Input below:

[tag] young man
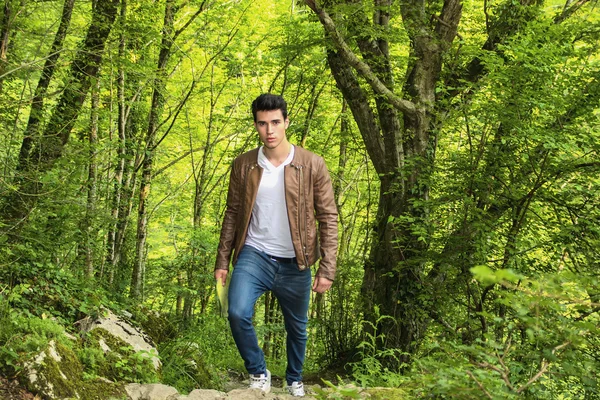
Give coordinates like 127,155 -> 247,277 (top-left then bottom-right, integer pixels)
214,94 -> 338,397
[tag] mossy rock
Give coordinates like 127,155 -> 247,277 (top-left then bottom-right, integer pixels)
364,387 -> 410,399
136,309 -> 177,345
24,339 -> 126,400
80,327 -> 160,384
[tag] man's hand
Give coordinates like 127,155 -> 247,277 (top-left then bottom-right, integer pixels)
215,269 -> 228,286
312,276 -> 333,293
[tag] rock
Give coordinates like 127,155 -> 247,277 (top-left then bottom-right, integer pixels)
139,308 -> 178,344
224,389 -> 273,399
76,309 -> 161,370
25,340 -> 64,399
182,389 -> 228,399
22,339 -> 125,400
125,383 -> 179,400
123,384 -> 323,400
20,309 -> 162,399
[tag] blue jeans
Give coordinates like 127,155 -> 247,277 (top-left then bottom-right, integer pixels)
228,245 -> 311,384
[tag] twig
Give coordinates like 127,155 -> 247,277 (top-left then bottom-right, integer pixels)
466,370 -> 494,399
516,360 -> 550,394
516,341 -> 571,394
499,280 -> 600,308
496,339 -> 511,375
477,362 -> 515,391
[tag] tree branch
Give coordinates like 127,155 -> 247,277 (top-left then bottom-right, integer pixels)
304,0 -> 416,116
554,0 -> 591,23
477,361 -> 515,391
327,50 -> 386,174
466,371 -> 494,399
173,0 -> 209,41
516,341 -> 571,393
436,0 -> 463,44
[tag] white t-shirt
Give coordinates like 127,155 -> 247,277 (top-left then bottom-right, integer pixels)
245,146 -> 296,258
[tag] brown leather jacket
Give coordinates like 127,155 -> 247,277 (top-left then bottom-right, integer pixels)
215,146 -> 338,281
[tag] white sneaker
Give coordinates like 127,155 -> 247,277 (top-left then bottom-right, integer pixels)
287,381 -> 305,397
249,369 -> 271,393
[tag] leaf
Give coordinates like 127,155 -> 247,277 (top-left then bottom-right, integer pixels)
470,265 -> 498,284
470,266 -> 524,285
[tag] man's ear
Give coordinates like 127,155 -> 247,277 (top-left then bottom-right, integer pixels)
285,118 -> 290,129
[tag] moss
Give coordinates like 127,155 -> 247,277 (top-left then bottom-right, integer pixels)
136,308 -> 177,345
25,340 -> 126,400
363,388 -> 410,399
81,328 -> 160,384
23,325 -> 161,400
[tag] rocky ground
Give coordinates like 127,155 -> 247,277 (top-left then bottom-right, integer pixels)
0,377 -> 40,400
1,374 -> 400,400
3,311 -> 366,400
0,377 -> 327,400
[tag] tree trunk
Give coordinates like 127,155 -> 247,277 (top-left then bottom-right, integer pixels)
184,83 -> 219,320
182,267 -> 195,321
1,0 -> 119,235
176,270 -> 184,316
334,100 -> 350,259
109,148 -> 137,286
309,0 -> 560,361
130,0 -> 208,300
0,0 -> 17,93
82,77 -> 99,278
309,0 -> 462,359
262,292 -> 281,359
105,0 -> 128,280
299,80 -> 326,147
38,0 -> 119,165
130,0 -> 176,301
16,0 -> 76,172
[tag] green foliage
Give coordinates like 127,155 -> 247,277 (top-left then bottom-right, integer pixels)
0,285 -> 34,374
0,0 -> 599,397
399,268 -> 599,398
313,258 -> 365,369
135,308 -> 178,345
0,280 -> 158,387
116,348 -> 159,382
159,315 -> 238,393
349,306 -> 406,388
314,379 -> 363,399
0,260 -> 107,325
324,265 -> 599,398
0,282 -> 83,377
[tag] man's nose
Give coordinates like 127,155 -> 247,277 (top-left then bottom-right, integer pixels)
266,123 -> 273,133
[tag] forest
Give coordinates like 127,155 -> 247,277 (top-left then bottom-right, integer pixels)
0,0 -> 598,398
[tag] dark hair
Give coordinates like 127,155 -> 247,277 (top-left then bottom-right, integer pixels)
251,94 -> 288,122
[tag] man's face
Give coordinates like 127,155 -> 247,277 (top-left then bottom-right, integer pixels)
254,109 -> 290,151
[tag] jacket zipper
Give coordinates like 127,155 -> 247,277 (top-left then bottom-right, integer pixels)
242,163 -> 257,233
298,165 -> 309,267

End of Input.
Input below:

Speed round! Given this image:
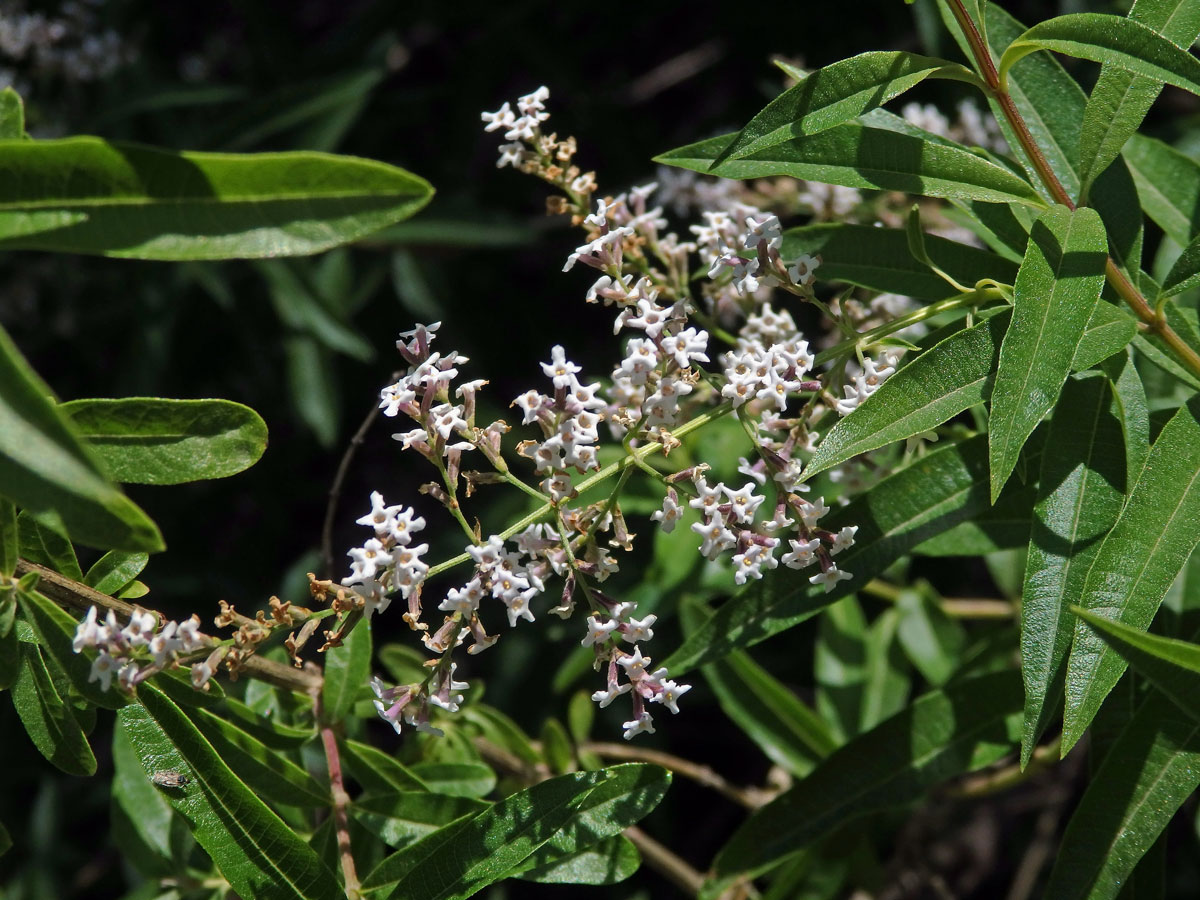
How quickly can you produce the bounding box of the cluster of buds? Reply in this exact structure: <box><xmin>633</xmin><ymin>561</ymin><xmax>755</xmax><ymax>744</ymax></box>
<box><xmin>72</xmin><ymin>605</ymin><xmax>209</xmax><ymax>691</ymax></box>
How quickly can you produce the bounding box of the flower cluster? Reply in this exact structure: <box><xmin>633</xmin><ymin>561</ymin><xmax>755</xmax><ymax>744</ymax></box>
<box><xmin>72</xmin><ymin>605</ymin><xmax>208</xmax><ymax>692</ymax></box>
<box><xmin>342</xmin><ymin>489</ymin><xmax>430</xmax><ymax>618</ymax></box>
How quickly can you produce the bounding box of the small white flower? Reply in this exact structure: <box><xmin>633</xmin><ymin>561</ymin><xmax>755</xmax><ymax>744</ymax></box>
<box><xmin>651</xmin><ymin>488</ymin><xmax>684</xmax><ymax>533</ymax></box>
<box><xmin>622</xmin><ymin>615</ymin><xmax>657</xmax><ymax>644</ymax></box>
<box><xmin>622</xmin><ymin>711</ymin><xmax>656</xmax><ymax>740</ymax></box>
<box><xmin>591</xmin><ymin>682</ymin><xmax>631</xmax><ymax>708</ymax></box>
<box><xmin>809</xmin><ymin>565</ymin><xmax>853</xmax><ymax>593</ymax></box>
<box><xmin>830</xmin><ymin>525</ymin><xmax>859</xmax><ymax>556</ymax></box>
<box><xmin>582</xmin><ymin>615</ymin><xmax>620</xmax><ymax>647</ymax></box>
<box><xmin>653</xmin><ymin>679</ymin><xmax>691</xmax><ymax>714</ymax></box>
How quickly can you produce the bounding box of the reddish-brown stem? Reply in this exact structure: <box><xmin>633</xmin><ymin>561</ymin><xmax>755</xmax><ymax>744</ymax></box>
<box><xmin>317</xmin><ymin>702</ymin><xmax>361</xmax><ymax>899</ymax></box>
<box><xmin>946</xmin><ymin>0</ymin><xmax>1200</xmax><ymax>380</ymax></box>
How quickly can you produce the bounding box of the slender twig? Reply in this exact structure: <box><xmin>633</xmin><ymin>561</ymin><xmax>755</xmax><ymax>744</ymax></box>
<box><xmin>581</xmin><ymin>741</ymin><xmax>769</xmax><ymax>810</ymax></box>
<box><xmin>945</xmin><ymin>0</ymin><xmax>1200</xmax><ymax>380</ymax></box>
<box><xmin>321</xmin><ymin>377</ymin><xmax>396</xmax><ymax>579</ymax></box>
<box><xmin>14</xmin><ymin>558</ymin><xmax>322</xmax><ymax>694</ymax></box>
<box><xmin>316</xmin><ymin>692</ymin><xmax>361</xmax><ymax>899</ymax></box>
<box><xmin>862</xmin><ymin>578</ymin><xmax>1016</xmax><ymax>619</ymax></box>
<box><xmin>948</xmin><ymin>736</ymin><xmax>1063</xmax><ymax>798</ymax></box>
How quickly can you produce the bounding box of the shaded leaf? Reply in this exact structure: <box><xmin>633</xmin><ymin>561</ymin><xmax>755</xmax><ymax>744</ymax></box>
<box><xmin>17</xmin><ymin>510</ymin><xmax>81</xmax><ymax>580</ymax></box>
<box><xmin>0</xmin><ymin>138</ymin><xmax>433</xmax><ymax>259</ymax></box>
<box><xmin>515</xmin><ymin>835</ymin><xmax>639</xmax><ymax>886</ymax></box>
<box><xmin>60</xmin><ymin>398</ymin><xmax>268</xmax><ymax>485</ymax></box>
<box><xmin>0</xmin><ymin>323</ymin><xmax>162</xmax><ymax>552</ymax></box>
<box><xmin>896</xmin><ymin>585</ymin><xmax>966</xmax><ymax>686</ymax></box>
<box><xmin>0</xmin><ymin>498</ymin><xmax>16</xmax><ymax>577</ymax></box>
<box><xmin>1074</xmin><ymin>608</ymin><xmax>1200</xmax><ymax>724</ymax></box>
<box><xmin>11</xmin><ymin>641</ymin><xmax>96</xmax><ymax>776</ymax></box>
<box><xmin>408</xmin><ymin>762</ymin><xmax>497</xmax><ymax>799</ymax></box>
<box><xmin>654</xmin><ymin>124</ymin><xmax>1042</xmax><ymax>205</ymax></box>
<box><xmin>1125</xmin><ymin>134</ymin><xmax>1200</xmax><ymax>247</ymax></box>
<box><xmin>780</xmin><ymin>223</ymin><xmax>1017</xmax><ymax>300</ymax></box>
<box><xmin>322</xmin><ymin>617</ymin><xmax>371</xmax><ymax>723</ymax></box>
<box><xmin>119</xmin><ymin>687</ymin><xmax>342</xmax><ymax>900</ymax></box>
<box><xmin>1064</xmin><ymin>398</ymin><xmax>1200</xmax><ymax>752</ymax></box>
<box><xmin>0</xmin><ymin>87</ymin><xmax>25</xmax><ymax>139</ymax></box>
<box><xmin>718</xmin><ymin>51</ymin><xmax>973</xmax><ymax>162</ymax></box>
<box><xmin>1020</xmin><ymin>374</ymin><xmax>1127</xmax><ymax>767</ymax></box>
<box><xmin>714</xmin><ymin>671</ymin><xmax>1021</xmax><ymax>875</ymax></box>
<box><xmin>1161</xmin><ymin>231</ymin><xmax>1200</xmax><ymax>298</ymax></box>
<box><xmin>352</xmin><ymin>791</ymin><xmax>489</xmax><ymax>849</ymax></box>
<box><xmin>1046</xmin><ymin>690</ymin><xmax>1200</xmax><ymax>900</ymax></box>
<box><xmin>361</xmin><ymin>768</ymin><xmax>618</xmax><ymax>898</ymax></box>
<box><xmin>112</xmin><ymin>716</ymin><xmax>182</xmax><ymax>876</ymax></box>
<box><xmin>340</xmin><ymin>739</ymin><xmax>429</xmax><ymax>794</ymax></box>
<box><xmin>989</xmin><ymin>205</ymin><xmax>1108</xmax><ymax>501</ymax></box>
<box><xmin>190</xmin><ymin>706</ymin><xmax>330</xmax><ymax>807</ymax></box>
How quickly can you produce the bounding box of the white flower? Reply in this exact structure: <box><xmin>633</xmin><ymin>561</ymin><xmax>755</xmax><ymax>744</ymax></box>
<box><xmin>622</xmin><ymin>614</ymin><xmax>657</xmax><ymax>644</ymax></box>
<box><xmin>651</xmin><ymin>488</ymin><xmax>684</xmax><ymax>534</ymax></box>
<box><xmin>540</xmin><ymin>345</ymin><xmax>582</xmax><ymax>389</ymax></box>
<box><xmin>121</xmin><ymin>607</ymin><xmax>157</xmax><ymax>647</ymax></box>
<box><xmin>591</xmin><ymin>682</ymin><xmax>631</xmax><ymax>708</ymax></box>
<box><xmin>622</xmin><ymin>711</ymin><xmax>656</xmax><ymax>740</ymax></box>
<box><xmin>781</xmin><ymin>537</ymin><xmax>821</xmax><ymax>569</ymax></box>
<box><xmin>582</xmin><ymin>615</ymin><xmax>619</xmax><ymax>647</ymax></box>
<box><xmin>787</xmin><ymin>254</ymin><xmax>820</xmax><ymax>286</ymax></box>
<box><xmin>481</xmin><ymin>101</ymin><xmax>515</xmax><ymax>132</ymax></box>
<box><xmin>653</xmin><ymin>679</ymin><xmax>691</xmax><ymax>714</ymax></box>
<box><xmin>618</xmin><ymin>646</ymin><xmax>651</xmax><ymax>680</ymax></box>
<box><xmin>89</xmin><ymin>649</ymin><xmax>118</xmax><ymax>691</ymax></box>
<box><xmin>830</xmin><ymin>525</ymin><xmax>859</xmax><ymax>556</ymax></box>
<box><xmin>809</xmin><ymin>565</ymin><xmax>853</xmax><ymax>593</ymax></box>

End of Input.
Input below:

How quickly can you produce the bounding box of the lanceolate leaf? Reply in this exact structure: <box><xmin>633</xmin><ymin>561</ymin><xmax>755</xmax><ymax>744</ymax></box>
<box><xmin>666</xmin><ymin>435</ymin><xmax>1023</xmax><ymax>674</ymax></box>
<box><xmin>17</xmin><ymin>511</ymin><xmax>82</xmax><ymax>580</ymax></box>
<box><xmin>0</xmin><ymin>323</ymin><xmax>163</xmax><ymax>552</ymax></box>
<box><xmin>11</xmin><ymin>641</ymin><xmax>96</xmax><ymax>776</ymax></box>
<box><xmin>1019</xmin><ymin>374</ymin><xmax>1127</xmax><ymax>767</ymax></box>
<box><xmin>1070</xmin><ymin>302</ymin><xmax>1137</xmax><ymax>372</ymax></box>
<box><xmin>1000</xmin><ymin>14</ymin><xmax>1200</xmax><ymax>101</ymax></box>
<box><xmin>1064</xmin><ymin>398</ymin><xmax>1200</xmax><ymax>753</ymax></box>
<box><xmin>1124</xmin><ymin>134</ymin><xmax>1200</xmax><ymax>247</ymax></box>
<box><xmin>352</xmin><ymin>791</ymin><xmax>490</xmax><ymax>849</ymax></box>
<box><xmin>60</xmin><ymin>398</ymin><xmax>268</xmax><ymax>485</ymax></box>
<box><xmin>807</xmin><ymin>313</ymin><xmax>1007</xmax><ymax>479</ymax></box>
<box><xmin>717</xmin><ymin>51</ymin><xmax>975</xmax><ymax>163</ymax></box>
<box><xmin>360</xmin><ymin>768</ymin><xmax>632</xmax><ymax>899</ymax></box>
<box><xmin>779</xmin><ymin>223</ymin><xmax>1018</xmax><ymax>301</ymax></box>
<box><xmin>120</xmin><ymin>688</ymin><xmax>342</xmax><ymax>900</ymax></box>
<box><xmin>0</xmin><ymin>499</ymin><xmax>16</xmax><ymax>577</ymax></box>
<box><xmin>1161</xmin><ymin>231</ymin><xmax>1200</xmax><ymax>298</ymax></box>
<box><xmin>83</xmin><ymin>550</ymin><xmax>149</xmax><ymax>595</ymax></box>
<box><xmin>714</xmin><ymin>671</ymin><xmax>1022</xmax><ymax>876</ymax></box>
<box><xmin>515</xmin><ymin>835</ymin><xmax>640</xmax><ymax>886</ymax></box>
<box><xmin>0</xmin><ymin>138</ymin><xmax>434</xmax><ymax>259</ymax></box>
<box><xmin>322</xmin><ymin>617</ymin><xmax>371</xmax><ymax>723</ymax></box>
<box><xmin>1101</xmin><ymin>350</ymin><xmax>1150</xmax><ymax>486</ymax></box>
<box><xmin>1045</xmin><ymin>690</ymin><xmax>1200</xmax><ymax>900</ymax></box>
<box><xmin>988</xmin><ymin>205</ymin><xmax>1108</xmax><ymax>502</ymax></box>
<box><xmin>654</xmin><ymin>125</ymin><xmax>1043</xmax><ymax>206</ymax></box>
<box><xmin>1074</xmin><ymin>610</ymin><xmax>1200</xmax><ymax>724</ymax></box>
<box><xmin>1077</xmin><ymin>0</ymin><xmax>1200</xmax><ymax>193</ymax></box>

End of Input.

■ To do
Go through the lines above. Select every one that has the string "jacket".

■ Answer to the exercise
[tag] brown leather jacket
[tag] jacket zipper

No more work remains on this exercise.